Stored data:
******************************
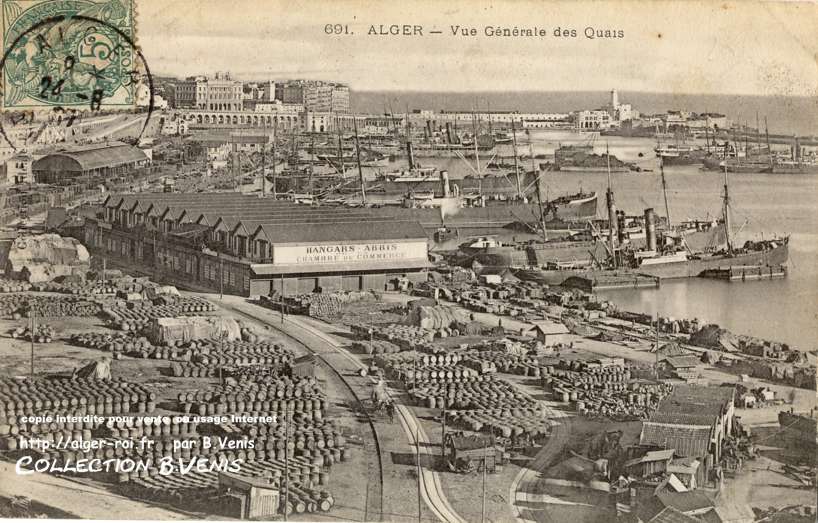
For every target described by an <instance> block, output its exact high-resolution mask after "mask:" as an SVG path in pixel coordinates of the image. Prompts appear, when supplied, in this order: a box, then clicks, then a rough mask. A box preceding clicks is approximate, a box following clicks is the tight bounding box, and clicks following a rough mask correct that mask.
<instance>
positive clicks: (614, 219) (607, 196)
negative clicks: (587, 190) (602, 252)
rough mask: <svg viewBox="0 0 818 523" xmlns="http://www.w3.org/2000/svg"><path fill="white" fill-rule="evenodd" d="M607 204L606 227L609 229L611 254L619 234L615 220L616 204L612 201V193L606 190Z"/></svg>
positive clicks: (615, 214)
mask: <svg viewBox="0 0 818 523" xmlns="http://www.w3.org/2000/svg"><path fill="white" fill-rule="evenodd" d="M605 196H606V200H607V204H608V227H609V228H610V235H611V236H610V243H611V252H613V250H614V249H616V240H617V238H618V237H619V232H618V231H617V229H618V227H617V225H618V224H617V220H616V204H615V203H614V200H613V191H611V190H610V189H608V193H607V194H606V195H605Z"/></svg>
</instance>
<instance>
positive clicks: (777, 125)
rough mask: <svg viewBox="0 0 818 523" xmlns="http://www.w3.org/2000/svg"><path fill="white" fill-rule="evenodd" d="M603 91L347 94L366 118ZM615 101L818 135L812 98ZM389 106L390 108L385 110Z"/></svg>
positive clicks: (544, 100)
mask: <svg viewBox="0 0 818 523" xmlns="http://www.w3.org/2000/svg"><path fill="white" fill-rule="evenodd" d="M612 87H615V86H612ZM608 96H609V91H608V90H603V91H571V92H567V91H553V92H548V91H519V92H496V91H489V92H478V91H475V92H439V91H357V90H355V89H351V90H350V105H351V108H352V110H353V111H356V112H366V113H384V112H389V111H390V110H391V112H395V113H403V112H405V111H406V109H407V107H408V108H409V110H410V111H411V110H415V109H432V110H441V109H445V110H450V111H455V110H465V111H471V110H480V111H485V110H488V109H490V110H492V111H511V110H518V111H521V112H566V111H576V110H581V109H592V108H596V107H601V106H603V105H604V104H605V103H607V101H608ZM619 99H620V100H621V101H622V102H624V103H629V104H632V105H633V106H634V108H635V109H638V110H639V111H640V112H642V113H643V114H644V113H659V112H665V111H668V110H686V111H693V112H705V111H707V112H716V113H722V114H726V115H727V116H728V118H730V119H731V120H733V121H735V122H739V123H742V124H743V123H747V124H748V125H750V126H751V127H755V122H756V112H757V113H758V118H759V122H760V126H761V128H762V129H763V128H764V118H765V117H766V118H767V123H768V125H769V130H770V132H771V133H776V134H793V133H795V134H798V135H801V136H815V135H818V97H807V96H779V95H774V96H750V95H708V94H674V93H647V92H630V91H620V92H619ZM390 105H391V108H390Z"/></svg>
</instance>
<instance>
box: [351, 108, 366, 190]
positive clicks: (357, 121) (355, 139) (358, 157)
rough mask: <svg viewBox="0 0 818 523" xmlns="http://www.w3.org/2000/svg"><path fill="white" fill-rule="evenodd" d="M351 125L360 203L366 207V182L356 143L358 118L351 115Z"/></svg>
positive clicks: (356, 139)
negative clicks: (360, 180)
mask: <svg viewBox="0 0 818 523" xmlns="http://www.w3.org/2000/svg"><path fill="white" fill-rule="evenodd" d="M352 125H353V129H354V130H355V159H356V161H357V163H358V177H359V178H360V179H361V202H362V203H363V205H366V181H364V172H363V169H361V144H360V143H359V142H358V118H356V117H355V115H352Z"/></svg>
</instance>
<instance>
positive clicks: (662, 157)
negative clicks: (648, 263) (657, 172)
mask: <svg viewBox="0 0 818 523" xmlns="http://www.w3.org/2000/svg"><path fill="white" fill-rule="evenodd" d="M609 162H610V160H609ZM659 172H660V173H661V175H662V195H663V196H664V198H665V217H666V218H667V226H668V229H669V228H670V223H671V222H670V206H669V205H668V204H667V182H666V181H665V159H664V157H663V156H662V155H659Z"/></svg>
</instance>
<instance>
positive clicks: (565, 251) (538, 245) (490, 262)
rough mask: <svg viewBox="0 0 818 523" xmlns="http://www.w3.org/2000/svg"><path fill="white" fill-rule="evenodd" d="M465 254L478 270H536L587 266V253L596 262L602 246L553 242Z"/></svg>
mask: <svg viewBox="0 0 818 523" xmlns="http://www.w3.org/2000/svg"><path fill="white" fill-rule="evenodd" d="M468 254H470V255H471V259H472V262H473V264H476V266H477V267H478V268H481V269H485V270H487V271H500V270H503V269H507V268H514V267H540V266H544V265H548V264H557V263H588V262H590V261H591V258H592V256H591V254H593V256H594V257H596V258H597V259H602V258H604V256H605V247H604V246H602V245H601V244H600V243H599V242H596V241H573V242H572V241H556V242H552V243H544V244H535V245H534V246H526V247H514V246H504V247H490V248H487V249H481V250H475V251H472V252H470V253H468ZM560 272H569V271H560Z"/></svg>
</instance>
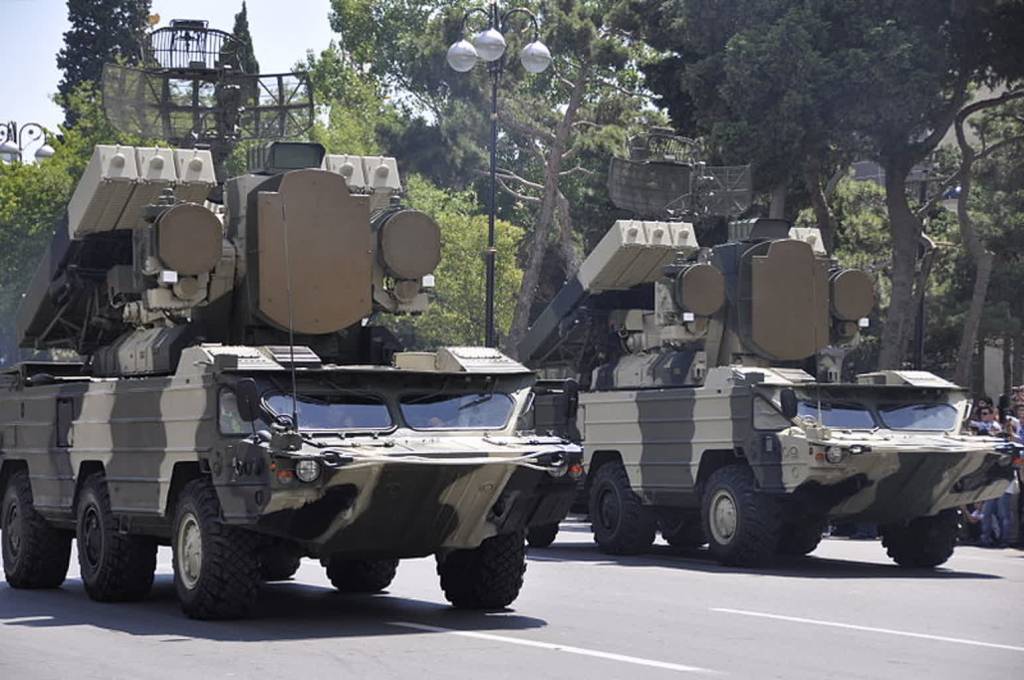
******************************
- Task requirements: Exact copies of all the entries, without any pictures, are what the answer must contain.

- Expected answer:
For every target described by an <instance> block, output its exact high-resolution mask after "mask:" as an SVG path in pixel coordinates of the image. Prompts appear, when supplied, in this order: a box, then clicks, then a rough mask. A box preceding clicks is approximate, a box following clicks is the tight bounding box, and clicks following a rough mask correct that mask.
<instance>
positive clicks: (614, 219) (607, 196)
negative clicks: (587, 190) (602, 252)
rough mask: <svg viewBox="0 0 818 523" xmlns="http://www.w3.org/2000/svg"><path fill="white" fill-rule="evenodd" d="M607 204L606 227L609 229L611 254L619 234L615 220L616 204L612 201V193L606 190Z"/></svg>
positive clicks: (615, 214)
mask: <svg viewBox="0 0 818 523" xmlns="http://www.w3.org/2000/svg"><path fill="white" fill-rule="evenodd" d="M605 196H606V200H607V204H608V227H609V228H610V235H611V236H610V243H611V252H613V250H614V249H616V240H617V238H618V237H619V232H618V231H617V229H618V227H617V225H618V224H617V220H616V204H615V203H614V200H613V191H611V190H610V189H608V193H607V194H606V195H605Z"/></svg>
</instance>
<instance>
positive clicks: (777, 125)
rough mask: <svg viewBox="0 0 818 523" xmlns="http://www.w3.org/2000/svg"><path fill="white" fill-rule="evenodd" d="M603 91L347 94L366 118ZM615 101L818 135L812 98ZM389 106L390 108L385 110Z"/></svg>
positive clicks: (544, 100)
mask: <svg viewBox="0 0 818 523" xmlns="http://www.w3.org/2000/svg"><path fill="white" fill-rule="evenodd" d="M612 87H615V86H612ZM608 96H609V91H608V90H603V91H571V92H567V91H553V92H548V91H519V92H496V91H489V92H478V91H475V92H439V91H357V90H355V89H351V90H350V105H351V108H352V110H353V111H356V112H366V113H384V112H389V111H390V110H391V112H395V113H403V112H405V111H406V109H407V107H408V108H409V110H410V111H411V110H415V109H432V110H441V109H445V110H450V111H455V110H465V111H471V110H480V111H485V110H488V109H490V110H492V111H511V110H518V111H521V112H566V111H576V110H581V109H592V108H596V107H601V106H603V105H604V104H605V103H607V101H608ZM619 99H620V100H621V101H622V102H624V103H629V104H632V105H633V106H634V108H635V109H638V110H639V111H640V112H642V113H643V114H644V113H659V112H665V111H668V110H686V111H693V112H705V111H707V112H716V113H722V114H726V115H727V116H728V118H730V119H731V120H733V121H735V122H739V123H742V124H743V123H747V124H748V125H750V126H751V127H755V122H756V112H757V113H758V118H759V122H760V126H761V128H762V129H763V128H764V118H765V117H766V118H767V123H768V125H769V130H770V132H771V133H776V134H793V133H795V134H798V135H801V136H815V135H818V97H807V96H779V95H774V96H750V95H708V94H674V93H647V92H630V91H620V92H619ZM390 105H391V108H390Z"/></svg>
</instance>
<instance>
box: [351, 108, 366, 190]
positive clicks: (357, 121) (355, 139) (358, 157)
rough mask: <svg viewBox="0 0 818 523" xmlns="http://www.w3.org/2000/svg"><path fill="white" fill-rule="evenodd" d="M351 125L360 203L366 207V182L356 143L358 118L351 115Z"/></svg>
positive clicks: (356, 139)
negative clicks: (360, 180)
mask: <svg viewBox="0 0 818 523" xmlns="http://www.w3.org/2000/svg"><path fill="white" fill-rule="evenodd" d="M352 125H353V129H354V130H355V159H356V161H357V163H358V177H359V178H360V179H361V202H362V203H363V205H366V181H364V172H363V169H361V144H360V143H359V142H358V118H356V117H355V115H352Z"/></svg>
</instance>
<instance>
positive clicks: (662, 157)
negative clicks: (648, 263) (657, 172)
mask: <svg viewBox="0 0 818 523" xmlns="http://www.w3.org/2000/svg"><path fill="white" fill-rule="evenodd" d="M609 162H610V160H609ZM659 172H660V173H661V175H662V195H663V196H664V198H665V217H666V218H667V226H668V229H669V228H670V223H671V222H670V206H669V205H668V204H667V182H666V181H665V159H664V157H663V156H662V155H659Z"/></svg>
</instance>
<instance>
positive clicks: (565, 251) (538, 245) (490, 262)
rough mask: <svg viewBox="0 0 818 523" xmlns="http://www.w3.org/2000/svg"><path fill="white" fill-rule="evenodd" d="M465 254L478 270H536L587 266V253L596 262L602 246L553 242Z"/></svg>
mask: <svg viewBox="0 0 818 523" xmlns="http://www.w3.org/2000/svg"><path fill="white" fill-rule="evenodd" d="M468 254H470V255H471V259H472V262H473V264H476V266H477V267H478V268H481V269H485V270H487V271H500V270H503V269H507V268H514V267H540V266H544V265H548V264H557V263H588V262H590V261H591V258H592V256H591V254H593V256H594V257H596V258H597V259H602V258H604V256H605V247H604V246H602V245H601V244H600V243H599V242H596V241H573V242H572V241H556V242H552V243H544V244H535V245H534V246H526V247H514V246H504V247H490V248H487V249H481V250H475V251H472V252H470V253H468ZM560 272H569V271H560Z"/></svg>
</instance>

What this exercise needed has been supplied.